▸ Records for processing

*** Block opens ***

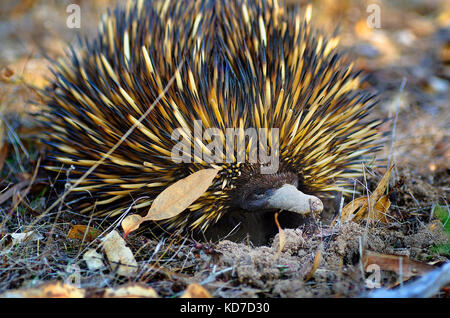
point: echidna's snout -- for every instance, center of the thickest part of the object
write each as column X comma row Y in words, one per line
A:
column 289, row 198
column 278, row 196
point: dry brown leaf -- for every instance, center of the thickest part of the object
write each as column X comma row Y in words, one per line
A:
column 282, row 236
column 180, row 195
column 374, row 208
column 94, row 260
column 120, row 257
column 196, row 291
column 134, row 290
column 85, row 232
column 316, row 263
column 174, row 199
column 397, row 264
column 47, row 290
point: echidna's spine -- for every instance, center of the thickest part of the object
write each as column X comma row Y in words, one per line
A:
column 245, row 64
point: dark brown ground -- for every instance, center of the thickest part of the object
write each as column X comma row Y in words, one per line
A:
column 413, row 43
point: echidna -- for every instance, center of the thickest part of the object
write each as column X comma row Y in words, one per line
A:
column 236, row 64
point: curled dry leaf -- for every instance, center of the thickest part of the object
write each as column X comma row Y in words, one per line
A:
column 396, row 263
column 374, row 208
column 174, row 199
column 120, row 257
column 196, row 291
column 47, row 290
column 316, row 263
column 131, row 291
column 81, row 232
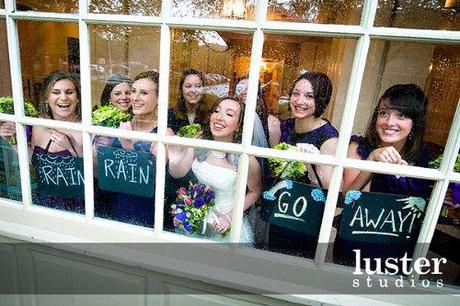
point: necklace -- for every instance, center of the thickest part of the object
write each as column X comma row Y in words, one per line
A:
column 218, row 154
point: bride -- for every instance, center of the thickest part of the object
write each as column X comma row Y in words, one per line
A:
column 218, row 169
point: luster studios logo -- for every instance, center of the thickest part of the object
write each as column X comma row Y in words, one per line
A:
column 396, row 266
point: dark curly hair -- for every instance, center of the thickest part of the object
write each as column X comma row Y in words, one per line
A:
column 181, row 108
column 47, row 86
column 322, row 90
column 410, row 100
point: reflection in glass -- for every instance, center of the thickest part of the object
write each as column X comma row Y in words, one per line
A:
column 10, row 179
column 433, row 67
column 124, row 182
column 119, row 53
column 232, row 9
column 46, row 47
column 139, row 7
column 434, row 15
column 57, row 6
column 196, row 83
column 329, row 12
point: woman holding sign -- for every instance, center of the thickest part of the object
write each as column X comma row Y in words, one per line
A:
column 55, row 154
column 394, row 135
column 310, row 95
column 218, row 169
column 133, row 167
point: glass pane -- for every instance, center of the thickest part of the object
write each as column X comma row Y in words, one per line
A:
column 434, row 71
column 57, row 169
column 47, row 47
column 446, row 239
column 287, row 215
column 336, row 12
column 305, row 81
column 200, row 194
column 435, row 15
column 231, row 9
column 204, row 64
column 118, row 56
column 57, row 6
column 124, row 182
column 10, row 179
column 382, row 219
column 5, row 83
column 138, row 7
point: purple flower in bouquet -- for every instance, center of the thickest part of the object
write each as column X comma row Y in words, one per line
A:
column 191, row 206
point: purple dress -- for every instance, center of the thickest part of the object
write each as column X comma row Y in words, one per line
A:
column 56, row 202
column 387, row 183
column 284, row 240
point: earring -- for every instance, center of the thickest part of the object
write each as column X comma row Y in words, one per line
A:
column 47, row 109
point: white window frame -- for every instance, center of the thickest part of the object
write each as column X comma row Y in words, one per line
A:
column 48, row 223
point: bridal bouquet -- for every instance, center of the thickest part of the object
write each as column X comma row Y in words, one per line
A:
column 109, row 116
column 191, row 207
column 284, row 168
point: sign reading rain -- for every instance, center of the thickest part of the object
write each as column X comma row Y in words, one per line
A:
column 126, row 171
column 60, row 176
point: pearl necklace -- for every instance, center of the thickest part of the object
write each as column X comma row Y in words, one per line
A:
column 218, row 154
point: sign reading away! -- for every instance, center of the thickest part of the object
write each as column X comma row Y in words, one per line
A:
column 60, row 176
column 125, row 171
column 294, row 206
column 381, row 218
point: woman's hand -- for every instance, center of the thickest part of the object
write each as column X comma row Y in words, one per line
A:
column 7, row 130
column 307, row 148
column 387, row 155
column 127, row 144
column 61, row 140
column 223, row 223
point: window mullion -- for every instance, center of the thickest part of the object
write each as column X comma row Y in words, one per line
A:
column 15, row 70
column 437, row 196
column 346, row 126
column 86, row 106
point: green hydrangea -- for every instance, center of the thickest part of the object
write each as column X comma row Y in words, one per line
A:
column 109, row 116
column 437, row 162
column 295, row 170
column 189, row 131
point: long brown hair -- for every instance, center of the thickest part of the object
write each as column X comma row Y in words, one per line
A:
column 181, row 108
column 410, row 100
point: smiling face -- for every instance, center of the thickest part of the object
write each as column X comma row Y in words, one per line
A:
column 192, row 89
column 120, row 96
column 302, row 100
column 63, row 100
column 224, row 121
column 144, row 97
column 392, row 126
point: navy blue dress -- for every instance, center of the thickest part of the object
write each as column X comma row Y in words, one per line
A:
column 284, row 240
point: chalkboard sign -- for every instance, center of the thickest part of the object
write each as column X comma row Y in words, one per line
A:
column 60, row 176
column 381, row 218
column 125, row 171
column 295, row 206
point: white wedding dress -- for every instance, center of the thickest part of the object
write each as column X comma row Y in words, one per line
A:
column 222, row 181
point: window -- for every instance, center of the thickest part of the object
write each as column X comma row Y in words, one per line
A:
column 207, row 51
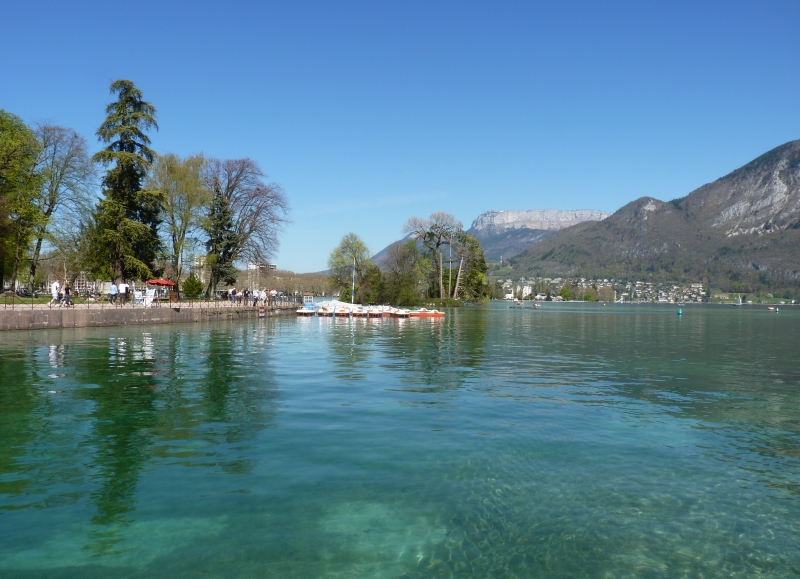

*** Block closes ***

▸ What you need to do
This task asks for the data above repeated exactly, without a single picture.

▸ Answer space
point: echidna's snout -- for every instance, center of the thickest part of the object
write each as column X comma row Y in words, one per line
A:
column 289, row 198
column 278, row 196
point: dry brown leaf -- for every instance, center of the thickest part of the object
write each as column X comma row Y in words, one per line
A:
column 282, row 236
column 180, row 195
column 374, row 208
column 94, row 260
column 120, row 257
column 196, row 291
column 134, row 290
column 85, row 232
column 316, row 263
column 174, row 199
column 397, row 264
column 47, row 290
point: echidna's spine -- for every instance, center of the thickest part of the object
write each as column X comma row Y in words, one per line
A:
column 245, row 64
point: dark brown ground -- for every instance, center of the thickest part of the object
write each as column X comma row Y in words, one per line
A:
column 413, row 43
point: echidna -- for every instance, center of the thickest part of the object
write each as column X comma row Y in words, one per line
A:
column 236, row 64
point: curled dry leaf -- for every instance, center of the thickest part of the object
write each as column X comma row Y in words, one per line
A:
column 396, row 263
column 374, row 208
column 174, row 199
column 120, row 257
column 196, row 291
column 47, row 290
column 316, row 263
column 131, row 291
column 81, row 232
point: necklace -- for every instance, center of the thickest part of the object
write each as column X comma row Y in words, one per line
A:
column 218, row 154
point: bride -- for every instance, center of the thickest part of the object
write each as column X comma row Y in words, one per line
A:
column 218, row 169
point: luster studios logo -- for every instance, center of the thickest part of the object
write each as column X comma row Y in words, one per line
A:
column 396, row 266
point: dark curly hair -- for every instance, center of the thickest part of the object
write each as column X comma row Y in words, one per line
A:
column 181, row 108
column 47, row 86
column 322, row 90
column 410, row 100
point: reflection in glass -- for every instance, center of the thickest part of the object
write each as column X comma row Y in words, one per line
A:
column 10, row 179
column 433, row 67
column 124, row 182
column 119, row 53
column 232, row 9
column 46, row 47
column 139, row 7
column 434, row 15
column 57, row 6
column 196, row 83
column 329, row 12
point: woman holding sign -- for every instance, center of the thickest part of the object
write each as column X comma row Y in words, one per line
A:
column 55, row 154
column 394, row 135
column 310, row 95
column 218, row 169
column 133, row 167
point: glass pane -- for every instance, center of the thickest part of the object
write each as column X comma row Y in words, one per line
A:
column 434, row 71
column 57, row 169
column 47, row 47
column 446, row 239
column 287, row 215
column 336, row 12
column 305, row 81
column 200, row 194
column 435, row 15
column 231, row 9
column 204, row 64
column 118, row 56
column 57, row 6
column 124, row 182
column 10, row 179
column 382, row 219
column 5, row 83
column 138, row 7
point: purple flower in bouquet -- for every instance, center of the thickest part of the object
write each as column X comma row Y in words, one per line
A:
column 191, row 206
point: purple dress -- for every instance, center of the thickest part of the object
write each as column X comma row Y in words, one per line
A:
column 56, row 202
column 387, row 183
column 284, row 240
point: earring -- for every instance, center of the thickest part of the object
write each as column X comma row Y in words, one per line
A:
column 47, row 109
point: white window frame -- for every instance, center of the thickest part of the object
write each as column X comma row Y in words, one per line
A:
column 48, row 223
point: bridal bouquet -- for every instance, center of the thickest part of the object
write each as column X comma row Y in words, one per line
A:
column 109, row 116
column 191, row 207
column 284, row 168
point: sign reading rain -- for every instance, center of the thickest part of the object
write each as column X comma row Y in words, one per line
A:
column 126, row 171
column 60, row 176
point: pearl necklace -- for every instance, center of the thickest part of the object
write each as column X comma row Y in words, one per line
A:
column 218, row 154
point: sign reading away! -- for every instance, center of the thickest part of the object
write each as column X comma row Y in words, one per line
A:
column 60, row 176
column 125, row 171
column 294, row 206
column 381, row 218
point: woman's hand -- for every instance, center of the thickest part of the object
write each as column X comma row Y in words, one per line
A:
column 7, row 130
column 307, row 148
column 387, row 155
column 127, row 144
column 61, row 140
column 223, row 223
point: window mullion -- for every instance, center of the thickest part of the object
write each as column X comma row Y in words, one per line
A:
column 15, row 70
column 437, row 196
column 346, row 126
column 86, row 106
point: green hydrangea -- for every instance, center of the thickest part of the object
write each as column X comma row Y in words, one per line
A:
column 109, row 116
column 437, row 162
column 295, row 170
column 189, row 131
point: long brown hair -- for every instance, center of the thickest part of the object
write each as column X comma row Y in words, one per line
A:
column 181, row 108
column 410, row 100
point: smiling face -- for every instance, center of the thickest part of the object
write each as column X comma row Y in words, one per line
A:
column 192, row 89
column 120, row 96
column 302, row 100
column 63, row 100
column 224, row 121
column 144, row 97
column 392, row 126
point: navy blue dress -- for every instance, center of the thickest part of the object
write each as column X comma row Y in words, one per line
A:
column 284, row 240
point: chalkboard sign -- for every instance, center of the thickest part of the object
write each as column X comma row Y in words, one per line
A:
column 60, row 176
column 381, row 218
column 125, row 171
column 295, row 206
point: white wedding dress -- for every instance, center of the thickest part of the object
write each as column X comma row Y in words, one per line
A:
column 222, row 181
point: window -- for every instance, center of the thickest part of the object
write each as column X comma row Y in words, one per line
A:
column 207, row 51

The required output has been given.